Set down exactly the lines below between the line holding "the groom's arm?" and the line holding "the stone block", inclusive; no other line belongs in the answer.

### Point localization data

========================================

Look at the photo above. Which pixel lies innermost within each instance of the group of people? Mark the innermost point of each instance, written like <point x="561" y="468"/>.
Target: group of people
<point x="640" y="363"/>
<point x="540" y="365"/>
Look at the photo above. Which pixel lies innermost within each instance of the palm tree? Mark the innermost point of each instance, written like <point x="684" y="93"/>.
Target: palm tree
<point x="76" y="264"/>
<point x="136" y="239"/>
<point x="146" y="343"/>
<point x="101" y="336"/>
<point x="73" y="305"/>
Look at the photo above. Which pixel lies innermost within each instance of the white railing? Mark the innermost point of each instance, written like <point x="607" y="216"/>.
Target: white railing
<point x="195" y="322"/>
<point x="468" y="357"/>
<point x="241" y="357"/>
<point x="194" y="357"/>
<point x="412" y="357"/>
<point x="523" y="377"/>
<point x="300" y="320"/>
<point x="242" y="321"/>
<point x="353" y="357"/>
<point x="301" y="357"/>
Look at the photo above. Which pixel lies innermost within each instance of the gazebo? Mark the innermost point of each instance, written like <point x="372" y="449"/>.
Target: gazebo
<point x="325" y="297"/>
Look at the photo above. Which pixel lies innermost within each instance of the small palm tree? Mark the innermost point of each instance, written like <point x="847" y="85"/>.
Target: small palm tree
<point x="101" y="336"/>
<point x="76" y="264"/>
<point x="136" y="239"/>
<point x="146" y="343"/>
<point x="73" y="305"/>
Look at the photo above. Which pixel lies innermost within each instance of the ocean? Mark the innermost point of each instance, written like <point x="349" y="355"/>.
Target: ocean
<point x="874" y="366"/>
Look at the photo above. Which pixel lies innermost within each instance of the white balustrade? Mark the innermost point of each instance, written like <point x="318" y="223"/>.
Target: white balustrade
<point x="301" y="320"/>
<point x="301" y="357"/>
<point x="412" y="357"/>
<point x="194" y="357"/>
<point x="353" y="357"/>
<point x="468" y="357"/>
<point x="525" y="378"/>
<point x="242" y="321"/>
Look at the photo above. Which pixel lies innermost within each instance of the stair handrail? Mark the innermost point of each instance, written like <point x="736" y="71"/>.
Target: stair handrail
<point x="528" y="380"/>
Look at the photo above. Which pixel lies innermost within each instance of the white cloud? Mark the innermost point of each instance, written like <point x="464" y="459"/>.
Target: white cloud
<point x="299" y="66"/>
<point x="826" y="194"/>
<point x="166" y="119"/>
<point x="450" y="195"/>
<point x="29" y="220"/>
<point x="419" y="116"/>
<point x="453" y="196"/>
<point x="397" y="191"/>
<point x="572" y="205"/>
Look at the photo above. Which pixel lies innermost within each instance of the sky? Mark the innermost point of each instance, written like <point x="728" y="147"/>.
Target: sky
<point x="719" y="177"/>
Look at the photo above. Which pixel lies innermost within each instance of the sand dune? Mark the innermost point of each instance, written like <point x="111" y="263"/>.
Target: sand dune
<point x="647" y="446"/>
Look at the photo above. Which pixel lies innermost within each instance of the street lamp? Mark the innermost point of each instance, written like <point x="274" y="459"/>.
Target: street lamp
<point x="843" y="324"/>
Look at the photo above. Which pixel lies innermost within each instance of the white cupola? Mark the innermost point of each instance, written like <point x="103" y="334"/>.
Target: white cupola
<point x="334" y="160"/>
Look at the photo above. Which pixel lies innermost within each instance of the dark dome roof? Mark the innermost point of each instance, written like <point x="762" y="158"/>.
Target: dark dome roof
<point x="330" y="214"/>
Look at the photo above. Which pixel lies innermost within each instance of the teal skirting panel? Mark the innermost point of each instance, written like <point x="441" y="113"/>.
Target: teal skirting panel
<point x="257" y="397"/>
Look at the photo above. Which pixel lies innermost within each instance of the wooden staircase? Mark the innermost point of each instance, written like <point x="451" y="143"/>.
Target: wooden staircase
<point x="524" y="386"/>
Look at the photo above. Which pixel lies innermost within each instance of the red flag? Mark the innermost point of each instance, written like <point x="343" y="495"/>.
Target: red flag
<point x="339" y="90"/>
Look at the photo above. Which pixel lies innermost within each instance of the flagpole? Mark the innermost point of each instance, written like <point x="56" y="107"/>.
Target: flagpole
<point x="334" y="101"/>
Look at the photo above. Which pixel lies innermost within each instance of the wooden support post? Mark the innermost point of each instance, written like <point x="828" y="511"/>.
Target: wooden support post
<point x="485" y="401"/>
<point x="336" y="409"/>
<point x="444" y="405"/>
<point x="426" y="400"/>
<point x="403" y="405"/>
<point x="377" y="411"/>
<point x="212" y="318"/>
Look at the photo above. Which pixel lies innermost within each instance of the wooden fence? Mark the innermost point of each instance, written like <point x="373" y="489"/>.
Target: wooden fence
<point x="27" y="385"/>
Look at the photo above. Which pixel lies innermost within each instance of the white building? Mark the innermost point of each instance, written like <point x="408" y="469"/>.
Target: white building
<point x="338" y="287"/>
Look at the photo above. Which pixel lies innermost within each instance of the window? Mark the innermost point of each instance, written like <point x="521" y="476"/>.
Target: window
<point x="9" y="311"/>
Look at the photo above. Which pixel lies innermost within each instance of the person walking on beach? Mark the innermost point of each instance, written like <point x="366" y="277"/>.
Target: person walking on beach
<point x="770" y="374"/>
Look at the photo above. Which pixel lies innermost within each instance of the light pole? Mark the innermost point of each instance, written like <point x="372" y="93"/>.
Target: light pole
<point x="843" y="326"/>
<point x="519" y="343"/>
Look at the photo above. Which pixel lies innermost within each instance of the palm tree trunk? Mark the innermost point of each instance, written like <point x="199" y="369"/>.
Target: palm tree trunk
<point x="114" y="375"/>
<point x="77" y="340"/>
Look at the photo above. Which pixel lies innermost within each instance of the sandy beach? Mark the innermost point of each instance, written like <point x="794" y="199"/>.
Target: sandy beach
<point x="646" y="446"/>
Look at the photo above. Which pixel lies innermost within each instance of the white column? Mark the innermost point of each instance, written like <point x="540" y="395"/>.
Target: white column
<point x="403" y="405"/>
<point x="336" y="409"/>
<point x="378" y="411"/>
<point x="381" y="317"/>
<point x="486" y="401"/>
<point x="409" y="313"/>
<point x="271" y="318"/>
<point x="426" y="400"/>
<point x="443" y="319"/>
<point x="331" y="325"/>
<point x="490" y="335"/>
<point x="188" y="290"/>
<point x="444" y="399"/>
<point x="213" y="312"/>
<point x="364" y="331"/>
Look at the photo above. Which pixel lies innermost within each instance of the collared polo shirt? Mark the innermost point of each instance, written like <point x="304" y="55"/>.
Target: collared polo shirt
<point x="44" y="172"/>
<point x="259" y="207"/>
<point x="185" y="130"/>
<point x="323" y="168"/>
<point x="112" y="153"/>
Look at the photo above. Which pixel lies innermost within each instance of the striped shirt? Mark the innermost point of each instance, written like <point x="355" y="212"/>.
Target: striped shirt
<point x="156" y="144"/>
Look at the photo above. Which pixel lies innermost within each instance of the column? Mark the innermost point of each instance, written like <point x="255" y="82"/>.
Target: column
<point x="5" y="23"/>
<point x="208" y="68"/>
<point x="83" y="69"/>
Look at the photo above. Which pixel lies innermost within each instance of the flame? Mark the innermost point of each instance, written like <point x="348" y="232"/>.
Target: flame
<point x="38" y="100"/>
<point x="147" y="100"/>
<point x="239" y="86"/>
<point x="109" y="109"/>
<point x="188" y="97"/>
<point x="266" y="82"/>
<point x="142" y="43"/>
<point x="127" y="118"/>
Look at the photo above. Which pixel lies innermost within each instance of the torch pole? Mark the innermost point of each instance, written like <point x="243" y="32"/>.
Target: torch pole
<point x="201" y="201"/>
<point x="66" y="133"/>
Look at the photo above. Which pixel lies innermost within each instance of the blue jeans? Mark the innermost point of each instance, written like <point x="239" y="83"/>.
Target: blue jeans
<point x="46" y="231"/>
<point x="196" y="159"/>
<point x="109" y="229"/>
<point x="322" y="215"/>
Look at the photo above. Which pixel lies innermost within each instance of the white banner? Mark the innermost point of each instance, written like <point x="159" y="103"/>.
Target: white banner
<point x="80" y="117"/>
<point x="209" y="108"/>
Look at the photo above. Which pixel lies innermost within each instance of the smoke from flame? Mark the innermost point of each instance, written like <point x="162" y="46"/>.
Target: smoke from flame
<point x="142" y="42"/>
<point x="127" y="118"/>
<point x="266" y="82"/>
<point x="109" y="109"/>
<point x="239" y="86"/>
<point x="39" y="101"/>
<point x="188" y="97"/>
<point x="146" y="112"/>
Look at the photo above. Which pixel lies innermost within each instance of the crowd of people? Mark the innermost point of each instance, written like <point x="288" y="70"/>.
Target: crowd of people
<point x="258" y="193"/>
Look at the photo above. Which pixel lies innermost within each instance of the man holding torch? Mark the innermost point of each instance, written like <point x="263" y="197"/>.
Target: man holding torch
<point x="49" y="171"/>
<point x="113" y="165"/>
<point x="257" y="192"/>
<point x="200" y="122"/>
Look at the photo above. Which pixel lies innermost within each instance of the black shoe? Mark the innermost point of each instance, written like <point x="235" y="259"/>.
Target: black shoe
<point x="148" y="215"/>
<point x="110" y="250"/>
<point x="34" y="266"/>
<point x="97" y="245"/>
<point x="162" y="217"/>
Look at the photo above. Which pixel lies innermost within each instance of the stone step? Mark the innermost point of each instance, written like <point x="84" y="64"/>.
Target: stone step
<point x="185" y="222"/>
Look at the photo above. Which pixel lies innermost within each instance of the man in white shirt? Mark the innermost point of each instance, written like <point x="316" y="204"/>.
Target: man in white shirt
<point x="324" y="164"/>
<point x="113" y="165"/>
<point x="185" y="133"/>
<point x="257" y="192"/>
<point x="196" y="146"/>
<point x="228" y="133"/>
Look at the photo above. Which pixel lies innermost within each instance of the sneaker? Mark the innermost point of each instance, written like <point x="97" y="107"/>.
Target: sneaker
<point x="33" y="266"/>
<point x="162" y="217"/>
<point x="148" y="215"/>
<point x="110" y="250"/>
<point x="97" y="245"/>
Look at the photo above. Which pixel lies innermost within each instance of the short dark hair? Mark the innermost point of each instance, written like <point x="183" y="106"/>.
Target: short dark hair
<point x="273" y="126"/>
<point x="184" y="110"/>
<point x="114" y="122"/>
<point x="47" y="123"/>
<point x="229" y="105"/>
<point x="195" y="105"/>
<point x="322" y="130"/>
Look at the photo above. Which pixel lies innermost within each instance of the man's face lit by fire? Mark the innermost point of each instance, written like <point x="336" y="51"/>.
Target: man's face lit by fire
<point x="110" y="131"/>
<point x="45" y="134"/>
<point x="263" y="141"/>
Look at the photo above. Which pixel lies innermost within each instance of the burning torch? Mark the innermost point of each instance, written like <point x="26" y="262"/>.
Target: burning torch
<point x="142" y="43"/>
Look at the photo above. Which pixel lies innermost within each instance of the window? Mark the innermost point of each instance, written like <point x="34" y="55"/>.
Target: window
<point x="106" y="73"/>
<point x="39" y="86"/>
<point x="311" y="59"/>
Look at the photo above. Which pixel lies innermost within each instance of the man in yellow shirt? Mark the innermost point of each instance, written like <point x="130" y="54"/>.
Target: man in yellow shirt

========================================

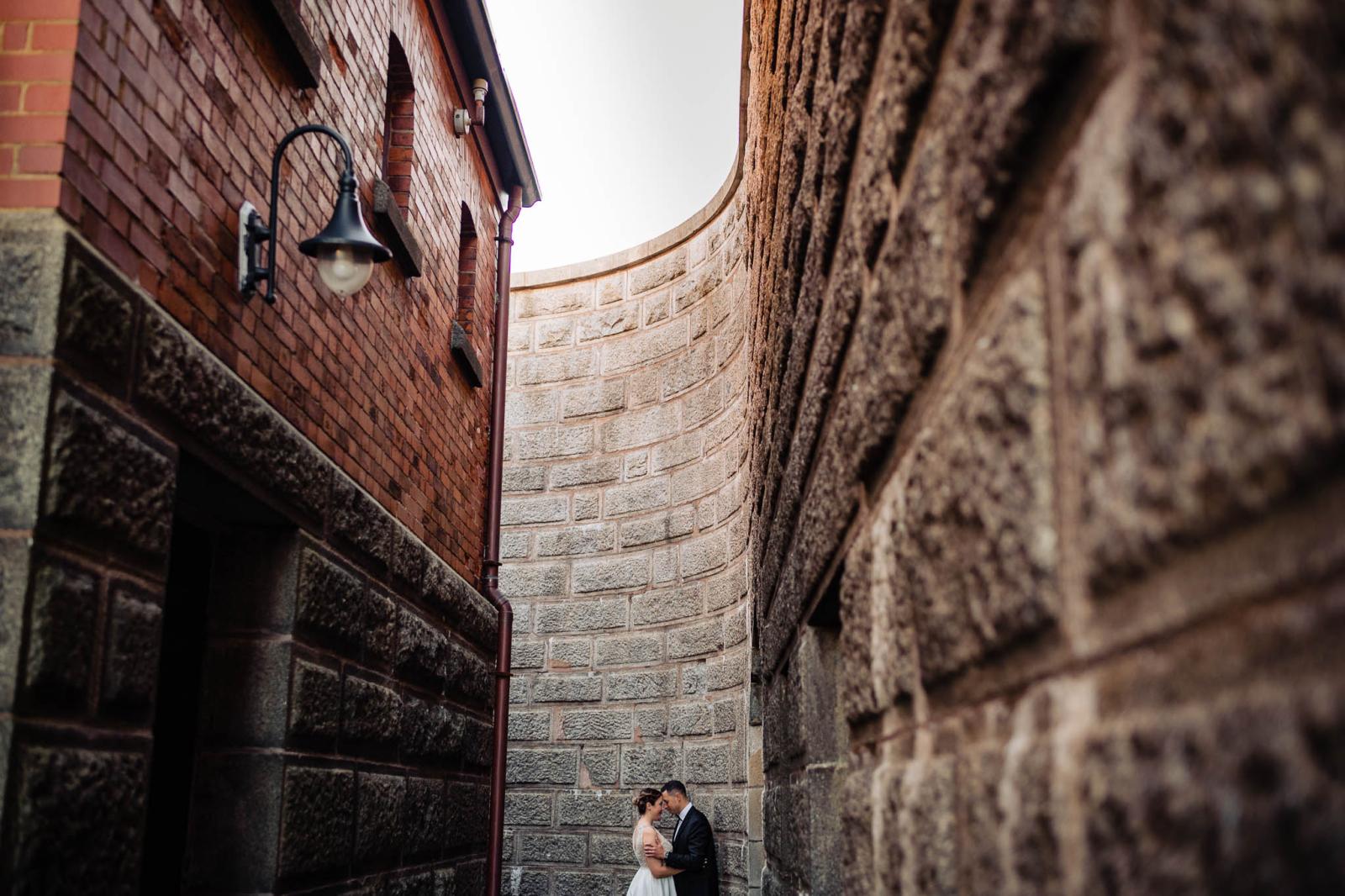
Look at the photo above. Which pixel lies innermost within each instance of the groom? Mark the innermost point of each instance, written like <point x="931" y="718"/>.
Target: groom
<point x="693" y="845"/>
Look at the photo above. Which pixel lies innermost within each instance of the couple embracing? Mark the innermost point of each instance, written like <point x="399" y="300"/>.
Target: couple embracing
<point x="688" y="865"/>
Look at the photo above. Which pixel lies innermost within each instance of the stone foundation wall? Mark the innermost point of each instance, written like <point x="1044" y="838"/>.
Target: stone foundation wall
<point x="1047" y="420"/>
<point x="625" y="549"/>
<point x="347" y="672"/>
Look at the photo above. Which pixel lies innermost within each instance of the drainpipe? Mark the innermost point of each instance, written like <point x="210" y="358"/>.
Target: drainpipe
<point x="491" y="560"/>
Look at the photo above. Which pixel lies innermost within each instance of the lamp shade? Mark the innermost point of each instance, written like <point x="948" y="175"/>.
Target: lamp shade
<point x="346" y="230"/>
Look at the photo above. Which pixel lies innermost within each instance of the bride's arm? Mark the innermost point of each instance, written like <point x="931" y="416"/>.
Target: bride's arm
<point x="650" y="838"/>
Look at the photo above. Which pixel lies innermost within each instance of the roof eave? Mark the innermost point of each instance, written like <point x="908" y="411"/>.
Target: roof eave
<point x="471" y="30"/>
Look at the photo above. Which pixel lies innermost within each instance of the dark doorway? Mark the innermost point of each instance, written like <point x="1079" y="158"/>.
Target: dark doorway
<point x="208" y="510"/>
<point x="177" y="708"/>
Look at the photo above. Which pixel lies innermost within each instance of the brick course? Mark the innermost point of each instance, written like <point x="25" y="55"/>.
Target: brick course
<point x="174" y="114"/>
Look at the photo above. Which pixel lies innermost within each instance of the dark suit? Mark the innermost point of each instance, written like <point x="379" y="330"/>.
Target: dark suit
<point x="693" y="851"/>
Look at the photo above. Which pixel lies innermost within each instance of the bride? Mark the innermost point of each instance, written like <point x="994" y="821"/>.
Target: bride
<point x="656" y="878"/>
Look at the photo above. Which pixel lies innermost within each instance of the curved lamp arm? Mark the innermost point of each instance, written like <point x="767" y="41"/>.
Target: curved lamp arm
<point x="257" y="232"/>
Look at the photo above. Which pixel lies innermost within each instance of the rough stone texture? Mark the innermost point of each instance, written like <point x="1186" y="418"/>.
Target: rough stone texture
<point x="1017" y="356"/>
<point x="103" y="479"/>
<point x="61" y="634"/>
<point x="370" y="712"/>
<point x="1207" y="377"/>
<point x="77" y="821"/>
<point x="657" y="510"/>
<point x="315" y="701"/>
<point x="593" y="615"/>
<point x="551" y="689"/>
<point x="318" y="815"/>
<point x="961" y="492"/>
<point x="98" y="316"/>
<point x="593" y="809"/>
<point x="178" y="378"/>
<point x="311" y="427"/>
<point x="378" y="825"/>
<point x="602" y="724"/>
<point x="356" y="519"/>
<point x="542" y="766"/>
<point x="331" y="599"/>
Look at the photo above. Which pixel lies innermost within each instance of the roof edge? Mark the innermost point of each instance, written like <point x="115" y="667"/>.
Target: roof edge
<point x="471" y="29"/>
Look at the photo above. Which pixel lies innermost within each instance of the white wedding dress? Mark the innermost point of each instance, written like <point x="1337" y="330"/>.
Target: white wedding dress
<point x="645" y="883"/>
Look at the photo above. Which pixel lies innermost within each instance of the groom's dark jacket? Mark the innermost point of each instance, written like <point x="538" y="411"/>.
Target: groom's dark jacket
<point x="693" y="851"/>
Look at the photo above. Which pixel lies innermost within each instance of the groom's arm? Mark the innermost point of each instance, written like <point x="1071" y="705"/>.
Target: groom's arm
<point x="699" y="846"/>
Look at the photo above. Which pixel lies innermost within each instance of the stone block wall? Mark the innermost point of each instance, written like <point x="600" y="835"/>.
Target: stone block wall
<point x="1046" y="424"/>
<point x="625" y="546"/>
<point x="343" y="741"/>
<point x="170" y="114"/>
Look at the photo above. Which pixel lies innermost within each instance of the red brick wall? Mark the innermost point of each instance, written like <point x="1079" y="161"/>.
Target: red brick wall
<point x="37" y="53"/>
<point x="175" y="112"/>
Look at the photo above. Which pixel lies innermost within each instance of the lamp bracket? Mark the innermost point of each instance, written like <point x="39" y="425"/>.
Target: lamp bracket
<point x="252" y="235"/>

========================================

### The completed task
Look at the photo above. Which pixel lies innermost within each instance of the groom's arm? Mark the innermost point of each instance, written like <point x="1071" y="705"/>.
Target: groom's arm
<point x="699" y="846"/>
Look at the photo above. Which pixel lies innermost within each instance of the stone block wall? Mark the innermost point of each instance, written like <point x="600" y="835"/>.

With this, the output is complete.